--- BEGIN SUPPLIED DATA ---

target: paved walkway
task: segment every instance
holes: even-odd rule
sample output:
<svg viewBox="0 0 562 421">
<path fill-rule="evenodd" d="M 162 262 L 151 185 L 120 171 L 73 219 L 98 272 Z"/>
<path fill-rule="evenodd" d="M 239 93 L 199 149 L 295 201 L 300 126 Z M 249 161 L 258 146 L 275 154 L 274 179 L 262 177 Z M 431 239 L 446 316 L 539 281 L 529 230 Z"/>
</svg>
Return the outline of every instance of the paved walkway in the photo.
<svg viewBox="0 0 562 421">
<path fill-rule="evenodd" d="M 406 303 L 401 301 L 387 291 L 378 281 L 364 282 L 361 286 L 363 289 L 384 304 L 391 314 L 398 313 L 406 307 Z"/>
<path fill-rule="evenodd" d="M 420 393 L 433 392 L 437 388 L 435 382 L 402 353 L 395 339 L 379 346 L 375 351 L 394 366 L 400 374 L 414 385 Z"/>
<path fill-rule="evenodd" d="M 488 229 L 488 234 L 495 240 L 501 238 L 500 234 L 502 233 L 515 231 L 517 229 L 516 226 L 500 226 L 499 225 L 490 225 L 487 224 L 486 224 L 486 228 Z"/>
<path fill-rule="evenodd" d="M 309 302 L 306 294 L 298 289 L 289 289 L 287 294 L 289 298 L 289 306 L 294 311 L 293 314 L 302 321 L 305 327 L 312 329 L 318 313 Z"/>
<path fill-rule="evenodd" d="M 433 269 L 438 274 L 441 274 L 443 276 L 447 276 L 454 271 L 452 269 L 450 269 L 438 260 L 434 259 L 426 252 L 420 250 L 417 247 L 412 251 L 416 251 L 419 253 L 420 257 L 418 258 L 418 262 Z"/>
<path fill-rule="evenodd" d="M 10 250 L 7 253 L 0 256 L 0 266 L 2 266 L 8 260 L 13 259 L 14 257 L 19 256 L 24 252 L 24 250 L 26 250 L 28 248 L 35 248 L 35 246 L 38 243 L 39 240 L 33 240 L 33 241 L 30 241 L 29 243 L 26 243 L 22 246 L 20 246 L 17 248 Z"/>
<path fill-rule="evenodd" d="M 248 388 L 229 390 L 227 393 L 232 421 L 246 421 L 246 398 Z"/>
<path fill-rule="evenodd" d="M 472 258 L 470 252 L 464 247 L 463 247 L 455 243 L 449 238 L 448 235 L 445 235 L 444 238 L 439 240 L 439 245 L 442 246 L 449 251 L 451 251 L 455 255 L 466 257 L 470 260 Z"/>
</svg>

--- END SUPPLIED DATA ---

[AIM] Reproduce, with no changes, the part of the material that opens at its first line and closes with the line containing "420 393 L 433", including both ends.

[TASK SOLUTION]
target: paved walkway
task: segment every instance
holes: even-odd rule
sample output:
<svg viewBox="0 0 562 421">
<path fill-rule="evenodd" d="M 162 262 L 151 185 L 120 171 L 73 219 L 98 272 Z"/>
<path fill-rule="evenodd" d="M 239 93 L 199 149 L 295 201 L 300 126 Z M 249 161 L 258 146 L 275 154 L 274 179 L 262 177 Z M 431 239 L 446 316 L 539 281 L 529 230 Z"/>
</svg>
Return the outline of every instance of the paved walkway in the photo.
<svg viewBox="0 0 562 421">
<path fill-rule="evenodd" d="M 406 303 L 401 301 L 387 291 L 378 281 L 364 282 L 361 286 L 363 289 L 384 304 L 391 314 L 398 313 L 406 307 Z"/>
<path fill-rule="evenodd" d="M 420 393 L 433 392 L 437 388 L 435 382 L 402 353 L 395 339 L 379 346 L 375 351 L 394 366 L 400 374 L 414 385 Z"/>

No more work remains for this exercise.